REQUIREMENT :: Reduce the material below to its lines containing "mushroom".

─── SUPPLIED ENTRIES

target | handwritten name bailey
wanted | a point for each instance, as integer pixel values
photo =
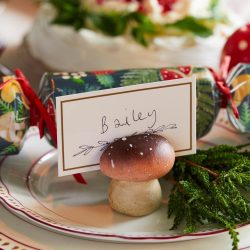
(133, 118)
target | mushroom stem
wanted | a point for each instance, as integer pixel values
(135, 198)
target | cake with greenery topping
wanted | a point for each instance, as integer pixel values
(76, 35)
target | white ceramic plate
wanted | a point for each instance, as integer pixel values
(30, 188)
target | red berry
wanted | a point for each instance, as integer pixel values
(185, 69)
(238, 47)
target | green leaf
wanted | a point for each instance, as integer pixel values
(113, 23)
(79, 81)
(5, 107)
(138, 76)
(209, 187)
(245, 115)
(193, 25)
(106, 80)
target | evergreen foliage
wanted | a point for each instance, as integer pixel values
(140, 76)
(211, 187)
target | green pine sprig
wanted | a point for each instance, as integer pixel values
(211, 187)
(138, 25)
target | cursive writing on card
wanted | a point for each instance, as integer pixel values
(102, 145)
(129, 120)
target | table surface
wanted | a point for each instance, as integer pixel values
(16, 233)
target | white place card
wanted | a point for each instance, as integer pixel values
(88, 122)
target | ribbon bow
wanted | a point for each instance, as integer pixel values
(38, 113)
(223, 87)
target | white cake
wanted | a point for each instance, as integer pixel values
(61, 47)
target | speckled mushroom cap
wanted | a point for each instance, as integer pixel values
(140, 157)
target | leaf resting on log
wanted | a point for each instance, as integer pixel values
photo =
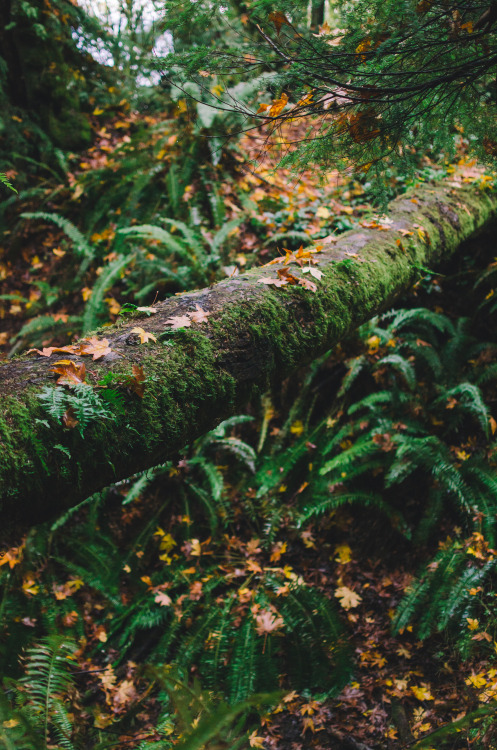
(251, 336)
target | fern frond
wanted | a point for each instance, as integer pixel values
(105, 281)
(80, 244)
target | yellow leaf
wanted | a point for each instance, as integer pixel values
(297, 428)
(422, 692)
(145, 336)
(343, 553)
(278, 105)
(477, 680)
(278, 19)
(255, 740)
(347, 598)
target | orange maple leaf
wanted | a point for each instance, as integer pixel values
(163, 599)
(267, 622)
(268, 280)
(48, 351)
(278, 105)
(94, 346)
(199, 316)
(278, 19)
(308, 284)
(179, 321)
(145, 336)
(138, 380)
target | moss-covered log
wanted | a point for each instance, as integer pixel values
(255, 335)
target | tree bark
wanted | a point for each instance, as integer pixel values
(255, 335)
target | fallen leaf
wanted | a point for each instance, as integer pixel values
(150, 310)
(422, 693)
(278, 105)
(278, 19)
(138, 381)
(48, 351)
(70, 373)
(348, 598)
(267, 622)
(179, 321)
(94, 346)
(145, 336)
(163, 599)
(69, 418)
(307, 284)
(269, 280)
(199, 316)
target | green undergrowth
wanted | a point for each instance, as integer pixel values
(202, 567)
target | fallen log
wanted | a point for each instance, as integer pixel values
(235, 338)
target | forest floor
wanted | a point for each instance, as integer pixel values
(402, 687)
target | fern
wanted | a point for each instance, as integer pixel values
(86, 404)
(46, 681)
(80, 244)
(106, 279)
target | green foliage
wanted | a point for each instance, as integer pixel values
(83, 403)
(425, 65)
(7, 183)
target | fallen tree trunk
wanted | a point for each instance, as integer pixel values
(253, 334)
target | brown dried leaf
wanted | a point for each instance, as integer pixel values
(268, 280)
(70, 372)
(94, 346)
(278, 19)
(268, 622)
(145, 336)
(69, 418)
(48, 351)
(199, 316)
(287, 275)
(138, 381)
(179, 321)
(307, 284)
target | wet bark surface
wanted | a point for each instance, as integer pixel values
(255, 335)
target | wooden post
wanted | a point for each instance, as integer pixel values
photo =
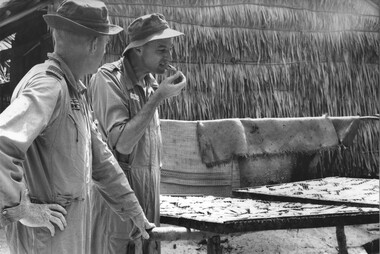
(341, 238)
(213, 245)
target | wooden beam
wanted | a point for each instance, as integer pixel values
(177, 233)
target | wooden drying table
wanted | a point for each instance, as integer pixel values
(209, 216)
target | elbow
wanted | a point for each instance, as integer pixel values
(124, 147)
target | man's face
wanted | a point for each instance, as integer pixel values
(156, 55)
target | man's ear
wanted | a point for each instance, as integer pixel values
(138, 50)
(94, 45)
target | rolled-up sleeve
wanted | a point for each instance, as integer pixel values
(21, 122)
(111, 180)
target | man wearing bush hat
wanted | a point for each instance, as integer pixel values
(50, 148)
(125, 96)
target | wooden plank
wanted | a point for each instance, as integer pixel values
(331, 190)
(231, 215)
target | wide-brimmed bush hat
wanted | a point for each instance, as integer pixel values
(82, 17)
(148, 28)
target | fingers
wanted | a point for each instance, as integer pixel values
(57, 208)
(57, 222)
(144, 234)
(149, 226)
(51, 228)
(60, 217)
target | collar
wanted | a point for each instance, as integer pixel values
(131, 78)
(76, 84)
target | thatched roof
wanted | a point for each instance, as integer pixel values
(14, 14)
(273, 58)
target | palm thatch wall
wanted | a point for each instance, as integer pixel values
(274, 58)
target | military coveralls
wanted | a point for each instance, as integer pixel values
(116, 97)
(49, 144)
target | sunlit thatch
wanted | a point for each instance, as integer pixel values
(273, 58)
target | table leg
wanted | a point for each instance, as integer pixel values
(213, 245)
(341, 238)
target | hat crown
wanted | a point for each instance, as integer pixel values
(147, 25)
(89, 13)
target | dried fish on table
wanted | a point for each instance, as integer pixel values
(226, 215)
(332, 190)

──────

REPLY TO THE EXERCISE ::
target | mushroom stem
target | speckled mushroom cap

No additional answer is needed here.